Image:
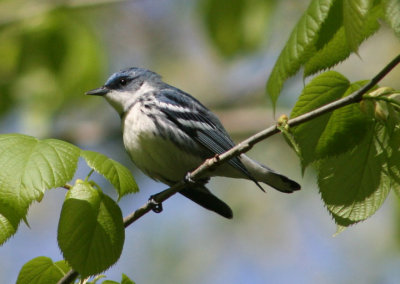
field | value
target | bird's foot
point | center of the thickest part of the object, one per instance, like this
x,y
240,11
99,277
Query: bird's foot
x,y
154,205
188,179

* * * * * * *

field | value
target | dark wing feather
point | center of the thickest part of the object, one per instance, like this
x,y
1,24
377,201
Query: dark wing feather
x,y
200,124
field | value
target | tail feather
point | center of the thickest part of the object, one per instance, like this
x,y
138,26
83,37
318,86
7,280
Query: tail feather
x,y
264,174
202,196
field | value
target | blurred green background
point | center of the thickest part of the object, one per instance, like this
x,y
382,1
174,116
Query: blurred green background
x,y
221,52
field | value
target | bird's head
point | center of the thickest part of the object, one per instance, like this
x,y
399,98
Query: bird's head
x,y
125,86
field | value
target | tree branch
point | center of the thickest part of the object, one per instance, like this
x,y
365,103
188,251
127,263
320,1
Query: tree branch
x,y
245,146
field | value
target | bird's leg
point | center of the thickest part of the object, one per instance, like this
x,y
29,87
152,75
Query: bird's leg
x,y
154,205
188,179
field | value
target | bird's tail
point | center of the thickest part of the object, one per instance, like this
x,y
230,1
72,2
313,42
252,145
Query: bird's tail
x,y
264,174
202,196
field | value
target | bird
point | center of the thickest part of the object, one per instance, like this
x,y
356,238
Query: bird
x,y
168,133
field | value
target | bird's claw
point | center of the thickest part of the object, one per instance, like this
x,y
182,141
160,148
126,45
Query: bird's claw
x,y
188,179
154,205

* * * * * * *

* **TREŚĆ ZADANIA**
Odszukaj powyżej każdy wiersz, w którym występuje słowo "wing", i przepisz go w całości.

* **ODPOWIEDŹ**
target | dark wing feather
Query: dark wing feather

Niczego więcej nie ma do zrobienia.